→ Required action
Retype each entry exactly. Skip any pictures.

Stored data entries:
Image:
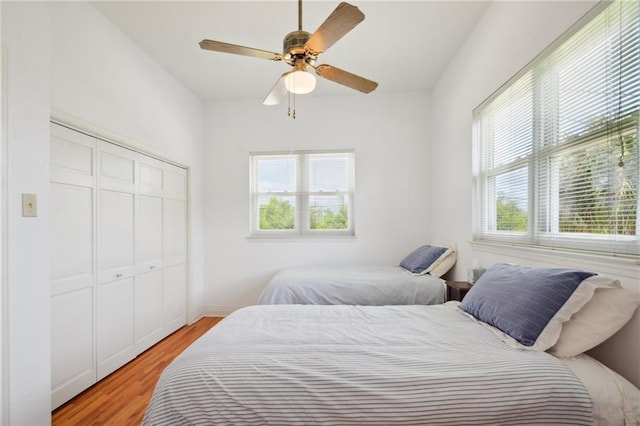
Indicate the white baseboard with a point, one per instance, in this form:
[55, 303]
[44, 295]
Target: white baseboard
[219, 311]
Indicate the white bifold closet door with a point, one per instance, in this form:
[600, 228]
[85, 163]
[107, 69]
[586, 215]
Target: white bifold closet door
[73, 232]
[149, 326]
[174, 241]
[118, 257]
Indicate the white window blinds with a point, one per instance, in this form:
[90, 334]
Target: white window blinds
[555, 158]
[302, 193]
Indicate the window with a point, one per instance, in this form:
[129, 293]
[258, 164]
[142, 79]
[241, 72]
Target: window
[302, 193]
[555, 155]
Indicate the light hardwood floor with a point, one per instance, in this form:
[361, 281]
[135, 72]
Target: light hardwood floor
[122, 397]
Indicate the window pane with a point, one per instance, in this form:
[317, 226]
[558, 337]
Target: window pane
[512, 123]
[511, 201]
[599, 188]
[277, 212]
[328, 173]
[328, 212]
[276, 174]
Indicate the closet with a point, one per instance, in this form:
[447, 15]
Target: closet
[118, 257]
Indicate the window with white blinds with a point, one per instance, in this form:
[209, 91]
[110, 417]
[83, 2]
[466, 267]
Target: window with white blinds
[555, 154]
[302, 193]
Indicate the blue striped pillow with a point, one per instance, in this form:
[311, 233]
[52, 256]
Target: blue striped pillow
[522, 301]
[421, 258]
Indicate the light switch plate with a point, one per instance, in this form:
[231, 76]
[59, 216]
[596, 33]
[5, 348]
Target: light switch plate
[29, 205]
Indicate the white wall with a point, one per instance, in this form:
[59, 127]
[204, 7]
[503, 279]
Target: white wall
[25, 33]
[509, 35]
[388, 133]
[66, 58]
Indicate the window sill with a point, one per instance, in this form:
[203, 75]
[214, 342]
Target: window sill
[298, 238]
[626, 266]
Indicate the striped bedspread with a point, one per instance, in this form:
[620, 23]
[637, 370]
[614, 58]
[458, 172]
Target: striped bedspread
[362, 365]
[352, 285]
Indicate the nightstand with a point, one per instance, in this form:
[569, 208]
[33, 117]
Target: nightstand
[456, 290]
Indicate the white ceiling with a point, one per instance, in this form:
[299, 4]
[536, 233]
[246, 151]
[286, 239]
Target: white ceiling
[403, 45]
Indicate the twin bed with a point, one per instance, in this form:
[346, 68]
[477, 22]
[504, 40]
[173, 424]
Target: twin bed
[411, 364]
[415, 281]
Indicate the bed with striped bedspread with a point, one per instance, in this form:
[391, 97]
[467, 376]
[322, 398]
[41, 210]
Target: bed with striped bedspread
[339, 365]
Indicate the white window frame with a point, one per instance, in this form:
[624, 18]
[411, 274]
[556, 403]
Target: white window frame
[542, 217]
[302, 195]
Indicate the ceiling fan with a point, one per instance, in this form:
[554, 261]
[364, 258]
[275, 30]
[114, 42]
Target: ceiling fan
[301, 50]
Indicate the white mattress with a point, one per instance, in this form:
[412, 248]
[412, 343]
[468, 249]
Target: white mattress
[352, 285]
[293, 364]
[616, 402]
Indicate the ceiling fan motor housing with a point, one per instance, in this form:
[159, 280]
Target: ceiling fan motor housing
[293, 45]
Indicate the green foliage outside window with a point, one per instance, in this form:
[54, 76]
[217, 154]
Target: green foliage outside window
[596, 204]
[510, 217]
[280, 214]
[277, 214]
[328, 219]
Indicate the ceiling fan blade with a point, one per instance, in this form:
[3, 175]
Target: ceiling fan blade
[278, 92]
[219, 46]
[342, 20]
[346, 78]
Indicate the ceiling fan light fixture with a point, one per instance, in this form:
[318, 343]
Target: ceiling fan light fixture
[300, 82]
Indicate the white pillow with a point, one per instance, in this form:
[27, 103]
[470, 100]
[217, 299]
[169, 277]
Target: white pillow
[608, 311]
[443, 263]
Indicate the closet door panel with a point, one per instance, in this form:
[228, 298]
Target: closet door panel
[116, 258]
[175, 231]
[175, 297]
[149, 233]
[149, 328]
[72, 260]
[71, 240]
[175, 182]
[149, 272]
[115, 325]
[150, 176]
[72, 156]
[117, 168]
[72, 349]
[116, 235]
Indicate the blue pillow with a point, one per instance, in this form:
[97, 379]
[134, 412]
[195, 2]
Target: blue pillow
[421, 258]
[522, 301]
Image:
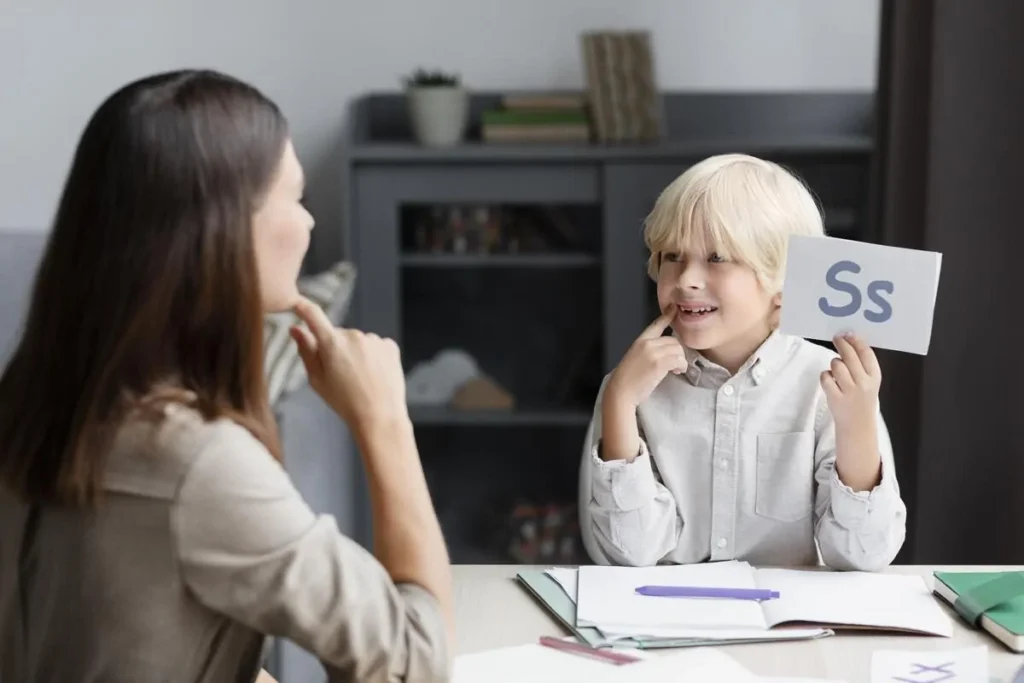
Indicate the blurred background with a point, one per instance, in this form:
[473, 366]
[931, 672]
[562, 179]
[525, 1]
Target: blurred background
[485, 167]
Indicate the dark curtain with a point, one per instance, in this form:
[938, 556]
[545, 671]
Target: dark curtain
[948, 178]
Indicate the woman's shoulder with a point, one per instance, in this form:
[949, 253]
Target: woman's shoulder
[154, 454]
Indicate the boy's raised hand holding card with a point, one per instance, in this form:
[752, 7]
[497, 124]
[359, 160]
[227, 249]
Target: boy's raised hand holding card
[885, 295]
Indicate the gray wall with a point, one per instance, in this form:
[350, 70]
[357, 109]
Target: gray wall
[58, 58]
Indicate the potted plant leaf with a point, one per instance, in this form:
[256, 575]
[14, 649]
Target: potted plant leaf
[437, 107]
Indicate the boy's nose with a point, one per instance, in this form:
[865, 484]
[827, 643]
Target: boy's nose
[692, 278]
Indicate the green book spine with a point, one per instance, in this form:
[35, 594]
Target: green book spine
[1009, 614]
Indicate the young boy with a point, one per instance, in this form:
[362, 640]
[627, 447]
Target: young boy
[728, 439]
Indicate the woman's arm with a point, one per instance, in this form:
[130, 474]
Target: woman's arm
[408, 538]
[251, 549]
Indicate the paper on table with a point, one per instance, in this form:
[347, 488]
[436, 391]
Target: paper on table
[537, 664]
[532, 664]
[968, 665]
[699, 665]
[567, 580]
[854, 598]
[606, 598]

→ Response
Image:
Indicate the white baseboard with a point, one per instance, in this form:
[55, 303]
[44, 295]
Target: white baseboard
[219, 311]
Indicate the white bifold closet door with a point, one per instance, in this form:
[600, 228]
[85, 163]
[107, 69]
[586, 215]
Target: white bifold closet door
[73, 232]
[149, 326]
[174, 241]
[118, 257]
Indicate the white window blinds with a point, one per instance, in this form:
[90, 334]
Target: white window blinds
[555, 158]
[302, 193]
Indicate the window with a point, one per instance, in this form:
[129, 293]
[258, 164]
[142, 79]
[241, 72]
Target: window
[302, 193]
[555, 155]
Indicate the light hardwood floor with a point, one per instance, in this form:
[361, 281]
[135, 72]
Target: light hardwood floor
[122, 397]
Indicate the window pane with a point, one per instance, in this form:
[317, 226]
[558, 337]
Target: window pane
[512, 123]
[511, 201]
[599, 188]
[277, 212]
[328, 173]
[328, 212]
[276, 174]
Indicate the closet with a point, one per instance, in this form:
[447, 15]
Target: closet
[118, 257]
Indicate the window with white blinds with a point, one per instance, in this form:
[209, 91]
[110, 417]
[83, 2]
[466, 267]
Target: window with white blinds
[555, 154]
[302, 193]
Indicate the blue striped pillow with a point, one per instance, in this form:
[311, 233]
[52, 256]
Target: blue striped pillow
[522, 301]
[421, 258]
Indicate the light switch plate with a point, one per instance, in this form:
[231, 76]
[59, 216]
[596, 33]
[5, 348]
Target: light switch plate
[29, 205]
Indicate the white wall with a point, one per instance, in this form:
[59, 127]
[204, 7]
[503, 279]
Target: white wall
[25, 33]
[509, 35]
[388, 133]
[66, 58]
Indicate the window sill with a point, one per instance, in this form:
[203, 75]
[214, 342]
Target: window sill
[298, 238]
[626, 266]
Indicate the striped bedspread with a point, one per instance, in this form:
[620, 23]
[637, 370]
[614, 58]
[458, 172]
Target: striped bedspread
[362, 365]
[352, 285]
Indicate the nightstand with a point, one per instance, in this form:
[569, 208]
[33, 117]
Target: nightstand
[456, 290]
Indicate the white ceiling with a point, one per instance, in this form:
[299, 4]
[536, 233]
[246, 151]
[286, 239]
Target: white ceiling
[403, 45]
Indicate the twin bed with a point, one per instance, in this form:
[346, 68]
[477, 22]
[504, 40]
[173, 424]
Target: twin bed
[411, 364]
[415, 281]
Indicate the bed with striped bedspread with a point, one per instance, in this form:
[391, 97]
[467, 376]
[322, 398]
[41, 210]
Target: bed with striped bedspread
[339, 365]
Indicate the white window frame with a point, one per instance, in this form:
[624, 18]
[411, 274]
[556, 403]
Target: white window frame
[542, 217]
[302, 195]
Indicate the ceiling fan with a point, one per instance, in this form:
[554, 261]
[364, 258]
[275, 30]
[114, 42]
Target: ceiling fan
[301, 50]
Indicate the white mattress with a point, one per instance, in this form:
[412, 248]
[412, 343]
[468, 249]
Target: white mattress
[352, 285]
[293, 364]
[616, 402]
Indicate the ceiling fan motor housing with a point, one per instance, in this form:
[159, 280]
Target: ceiling fan motor housing
[293, 45]
Indicate the green foliage outside window with a point, one per instance, in this form:
[54, 76]
[217, 154]
Target: green foliage outside window
[596, 204]
[510, 217]
[280, 214]
[277, 214]
[328, 219]
Indicate the ceiling fan blade with a point, one per instance, in this form:
[3, 175]
Target: ceiling fan blade
[278, 92]
[219, 46]
[342, 20]
[346, 78]
Indicate the ceiling fan light fixture with a point, one per instance, in this form:
[318, 343]
Target: ceiling fan light fixture
[300, 82]
Indicate the white pillow with a point, one per instance, in this form:
[27, 103]
[470, 100]
[217, 299]
[169, 277]
Target: white pillow
[608, 311]
[443, 263]
Indicate the closet door panel with a point, one per instance, in this form:
[228, 298]
Target: closet door panel
[116, 258]
[175, 231]
[175, 297]
[149, 233]
[149, 328]
[72, 260]
[71, 240]
[175, 182]
[149, 272]
[115, 325]
[150, 176]
[72, 156]
[117, 168]
[72, 349]
[116, 235]
Indicate the blue pillow with a point, one per instance, in this form:
[97, 379]
[134, 412]
[195, 2]
Target: blue pillow
[421, 258]
[522, 301]
Image:
Indicate the blurred background with a point, one per instance, in this form:
[473, 366]
[931, 672]
[562, 179]
[525, 1]
Target: blurred background
[485, 167]
Indicate the dark curtain with a point, one per instance, in this form:
[938, 556]
[545, 671]
Target: dark curtain
[948, 178]
Indicate the woman's shoulder with a point, one per instance, in this form:
[949, 253]
Target: woman's shoulder
[154, 454]
Indicate the boy's raised hand holding card with a point, one per instance, in this form:
[752, 7]
[497, 124]
[359, 160]
[227, 249]
Target: boy's raised hand holding card
[885, 295]
Indicate the gray wall with a point, one per instance, in this form:
[350, 70]
[357, 109]
Target: gray wall
[58, 58]
Indicate the potted plant leaf with a point, one per instance, in this form:
[256, 575]
[14, 649]
Target: potted plant leaf
[437, 107]
Indicate the boy's nose with a point, one per instance, in this form:
[865, 484]
[827, 643]
Target: boy's nose
[692, 278]
Indicate the green book spine with a point, one per instance, in this form:
[35, 594]
Target: green book spine
[1009, 614]
Indicate the young boy with a point, one per instance, in this form:
[362, 640]
[627, 447]
Target: young boy
[728, 439]
Indicate the woman's arm with a point, one per instance, in this form:
[130, 474]
Target: woman's arm
[408, 538]
[251, 549]
Indicate the paper on table with a point, one per instance, in this form:
[347, 488]
[436, 391]
Target: paper on table
[537, 664]
[532, 664]
[968, 665]
[699, 665]
[567, 580]
[854, 598]
[606, 598]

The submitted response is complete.